WHAT YOU WILL DO:
1. Set down, word for word, the part of the roundabout commentary from "Asheville N.C. built" up to and including "the construction industry.".
2. Carry the commentary on roundabouts and Montreal intersections forward, starting right after its last sentence.

QUOTED PASSAGE:
Asheville N.C. built this safer, faster, more attractive roundbout in the same space as a normal intersection
   There are 35 percent fewer crashes and 90 percent fewer fatalities at intersections that employ roundabouts, so the undemocratic insistence of local city traffic planners to snub this option is actually a matter of life and death and considerable economic importance.
   Rejecting roundabouts is so illogical and fishy that it should be probed at the Charbonneau Commission on corruption in the construction industry.
    And yet Montreal's city planners keep putting more and more four way stop/traffic lights into new intersections.
   In a few blocks of where I live, traffic planners have recently ordered bad, old style intersections with traffic lights installed at Crowley and Upper Lachine, St. James just east of St. Remi, Old Orchard just north of Upper Lachine, Belgrade and St. James old style corners that require people to wait unnecessarily, usually for no reason whatsoever.

MATERIAL:
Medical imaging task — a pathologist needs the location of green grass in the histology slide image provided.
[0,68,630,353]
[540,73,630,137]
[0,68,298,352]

RESPONSES IN ORDER:
1.
Asheville N.C. built this safer, faster, more attractive roundbout in the same space as a normal intersection
   There are 35 percent fewer crashes and 90 percent fewer fatalities at intersections that employ roundabouts, so the undemocratic insistence of local city traffic planners to snub this option is actually a matter of life and death and considerable economic importance.
   Rejecting roundabouts is so illogical and fishy that it should be probed at the Charbonneau Commission on corruption in the construction industry.

2.
   Meanwhile places like posh, upscale, well-loved Nun's Island have installed many roundabouts and still don't have a single traffic light on the entire island.
  Yet St. Anne de Bellevue recently proposed to add one a dinosaur-era traffic light to deal with a road issue just a week ago, something the new mayor doesn't seem too thrilled about.
   So with evidence of massive incompetence by Quebec's various city traffic planners, it's time to formalize a new system that would require more public input to defend against further bad traffic choices.